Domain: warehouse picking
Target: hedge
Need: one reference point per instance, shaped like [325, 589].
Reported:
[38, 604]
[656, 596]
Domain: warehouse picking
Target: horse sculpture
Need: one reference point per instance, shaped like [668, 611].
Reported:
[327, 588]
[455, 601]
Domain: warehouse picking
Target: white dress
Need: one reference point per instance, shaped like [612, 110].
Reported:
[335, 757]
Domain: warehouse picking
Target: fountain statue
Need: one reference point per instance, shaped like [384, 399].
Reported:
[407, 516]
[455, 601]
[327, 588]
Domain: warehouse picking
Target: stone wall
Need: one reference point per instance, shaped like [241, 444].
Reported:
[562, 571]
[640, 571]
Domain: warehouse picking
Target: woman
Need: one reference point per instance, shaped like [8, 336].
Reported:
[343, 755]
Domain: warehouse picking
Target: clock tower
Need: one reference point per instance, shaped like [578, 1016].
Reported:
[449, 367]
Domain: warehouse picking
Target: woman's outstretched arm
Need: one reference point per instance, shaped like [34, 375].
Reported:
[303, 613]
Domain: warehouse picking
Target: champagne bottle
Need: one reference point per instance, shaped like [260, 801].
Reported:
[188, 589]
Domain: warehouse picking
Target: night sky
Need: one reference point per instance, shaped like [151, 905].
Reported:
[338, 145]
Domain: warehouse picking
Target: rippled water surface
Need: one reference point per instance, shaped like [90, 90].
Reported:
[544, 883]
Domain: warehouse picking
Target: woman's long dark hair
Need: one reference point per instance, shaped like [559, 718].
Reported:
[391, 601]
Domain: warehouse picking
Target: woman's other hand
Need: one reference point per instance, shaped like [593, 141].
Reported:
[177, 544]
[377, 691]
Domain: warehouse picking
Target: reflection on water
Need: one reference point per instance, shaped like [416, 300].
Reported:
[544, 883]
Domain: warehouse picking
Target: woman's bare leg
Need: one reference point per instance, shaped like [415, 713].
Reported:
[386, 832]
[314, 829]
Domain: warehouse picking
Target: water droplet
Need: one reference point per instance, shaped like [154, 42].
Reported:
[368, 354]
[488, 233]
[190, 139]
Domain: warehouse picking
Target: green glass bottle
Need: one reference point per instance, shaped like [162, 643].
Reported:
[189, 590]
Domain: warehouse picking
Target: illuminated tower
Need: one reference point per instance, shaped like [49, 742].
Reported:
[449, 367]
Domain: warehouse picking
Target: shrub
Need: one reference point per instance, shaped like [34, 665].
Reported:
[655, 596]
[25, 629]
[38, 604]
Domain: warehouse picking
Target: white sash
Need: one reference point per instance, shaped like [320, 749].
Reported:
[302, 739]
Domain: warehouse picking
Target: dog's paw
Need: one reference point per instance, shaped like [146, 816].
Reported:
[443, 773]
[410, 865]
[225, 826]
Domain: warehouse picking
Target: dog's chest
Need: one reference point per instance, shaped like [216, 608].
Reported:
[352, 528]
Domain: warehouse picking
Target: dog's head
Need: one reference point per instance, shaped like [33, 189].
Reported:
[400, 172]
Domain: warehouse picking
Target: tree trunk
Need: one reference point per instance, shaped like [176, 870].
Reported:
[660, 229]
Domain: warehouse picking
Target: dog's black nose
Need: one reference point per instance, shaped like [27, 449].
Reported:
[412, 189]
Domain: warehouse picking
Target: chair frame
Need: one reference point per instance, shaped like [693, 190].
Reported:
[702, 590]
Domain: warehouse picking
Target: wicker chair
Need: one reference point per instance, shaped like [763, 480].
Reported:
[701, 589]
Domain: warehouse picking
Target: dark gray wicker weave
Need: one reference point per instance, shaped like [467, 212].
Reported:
+ + + + +
#### Stated goal:
Count the lines in the items above that contain the word "chair", treating uppercase and lowercase as different, and give only the number.

#### Task answer:
2